WHAT YOU SHOULD DO: Report how many lines in the material hold the word "outline". No other content is required.

MATERIAL SHOWN:
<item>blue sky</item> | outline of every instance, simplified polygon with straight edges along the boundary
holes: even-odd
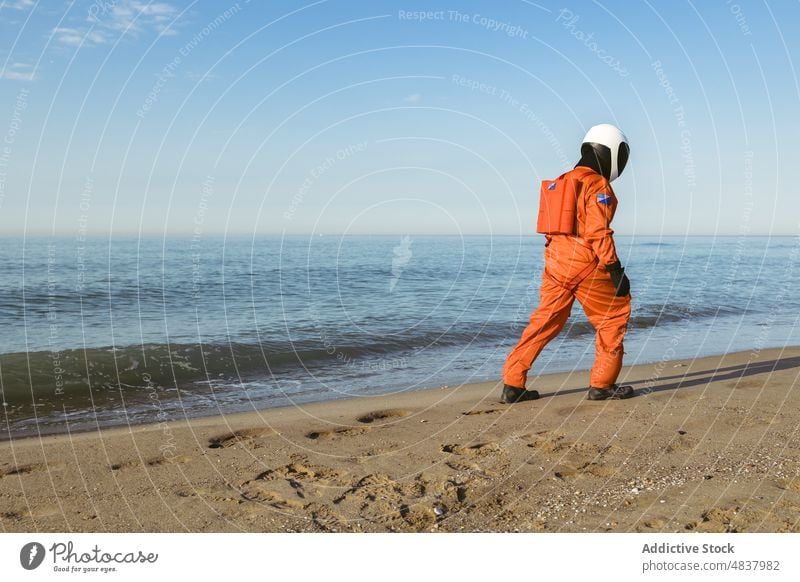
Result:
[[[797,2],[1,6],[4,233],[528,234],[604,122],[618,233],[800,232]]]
---
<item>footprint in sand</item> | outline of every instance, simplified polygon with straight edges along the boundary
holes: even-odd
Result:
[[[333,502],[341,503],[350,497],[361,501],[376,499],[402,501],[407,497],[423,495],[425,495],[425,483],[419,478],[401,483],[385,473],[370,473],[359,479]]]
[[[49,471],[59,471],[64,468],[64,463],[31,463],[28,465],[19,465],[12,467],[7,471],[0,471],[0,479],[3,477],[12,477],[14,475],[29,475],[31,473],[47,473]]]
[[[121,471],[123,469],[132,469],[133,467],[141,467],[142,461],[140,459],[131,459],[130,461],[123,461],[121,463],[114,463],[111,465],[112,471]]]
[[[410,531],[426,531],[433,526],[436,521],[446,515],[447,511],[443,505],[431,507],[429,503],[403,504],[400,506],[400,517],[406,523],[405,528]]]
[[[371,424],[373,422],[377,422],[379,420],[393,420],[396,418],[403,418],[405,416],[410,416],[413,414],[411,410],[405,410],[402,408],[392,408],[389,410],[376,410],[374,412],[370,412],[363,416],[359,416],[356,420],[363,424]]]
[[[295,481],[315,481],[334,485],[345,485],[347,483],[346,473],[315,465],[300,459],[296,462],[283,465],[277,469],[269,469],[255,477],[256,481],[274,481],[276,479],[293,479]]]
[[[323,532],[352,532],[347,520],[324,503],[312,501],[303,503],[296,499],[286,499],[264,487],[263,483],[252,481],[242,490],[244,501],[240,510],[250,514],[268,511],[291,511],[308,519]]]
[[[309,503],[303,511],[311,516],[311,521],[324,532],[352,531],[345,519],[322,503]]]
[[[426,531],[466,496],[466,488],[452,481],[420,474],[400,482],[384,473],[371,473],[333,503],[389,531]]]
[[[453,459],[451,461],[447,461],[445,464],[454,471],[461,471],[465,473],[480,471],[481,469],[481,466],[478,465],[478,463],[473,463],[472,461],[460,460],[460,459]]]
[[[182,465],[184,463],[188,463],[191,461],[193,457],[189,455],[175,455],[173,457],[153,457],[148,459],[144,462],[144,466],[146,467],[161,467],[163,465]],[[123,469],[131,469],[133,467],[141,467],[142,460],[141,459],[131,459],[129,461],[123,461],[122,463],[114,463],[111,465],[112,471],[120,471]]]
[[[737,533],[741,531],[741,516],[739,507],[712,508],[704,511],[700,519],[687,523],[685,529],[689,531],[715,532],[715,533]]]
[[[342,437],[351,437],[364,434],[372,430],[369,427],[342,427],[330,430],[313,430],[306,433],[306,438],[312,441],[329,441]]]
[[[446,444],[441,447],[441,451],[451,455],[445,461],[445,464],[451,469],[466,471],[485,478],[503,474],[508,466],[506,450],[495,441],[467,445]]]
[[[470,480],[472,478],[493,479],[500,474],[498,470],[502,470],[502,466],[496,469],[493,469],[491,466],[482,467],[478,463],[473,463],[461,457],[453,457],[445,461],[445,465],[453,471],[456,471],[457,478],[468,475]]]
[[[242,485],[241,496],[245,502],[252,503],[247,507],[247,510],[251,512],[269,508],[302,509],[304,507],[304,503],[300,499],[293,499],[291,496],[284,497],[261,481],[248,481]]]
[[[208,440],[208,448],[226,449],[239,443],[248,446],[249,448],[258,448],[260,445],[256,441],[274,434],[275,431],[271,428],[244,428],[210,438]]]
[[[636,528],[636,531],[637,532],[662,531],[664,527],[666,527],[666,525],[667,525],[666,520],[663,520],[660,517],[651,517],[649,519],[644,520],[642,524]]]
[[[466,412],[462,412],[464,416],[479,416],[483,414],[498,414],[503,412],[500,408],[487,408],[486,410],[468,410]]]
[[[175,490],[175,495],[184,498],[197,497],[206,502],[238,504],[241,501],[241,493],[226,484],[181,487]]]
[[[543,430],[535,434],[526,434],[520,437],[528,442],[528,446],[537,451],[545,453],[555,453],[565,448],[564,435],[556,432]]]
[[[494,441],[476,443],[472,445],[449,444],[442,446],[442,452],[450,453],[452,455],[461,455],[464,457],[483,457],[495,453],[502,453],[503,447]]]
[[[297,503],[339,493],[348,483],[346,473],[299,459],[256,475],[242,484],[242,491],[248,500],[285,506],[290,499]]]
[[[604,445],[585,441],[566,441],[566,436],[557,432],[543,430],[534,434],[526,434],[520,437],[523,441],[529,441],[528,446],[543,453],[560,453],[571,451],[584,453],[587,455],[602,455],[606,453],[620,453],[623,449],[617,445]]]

TASK SOLUTION: 2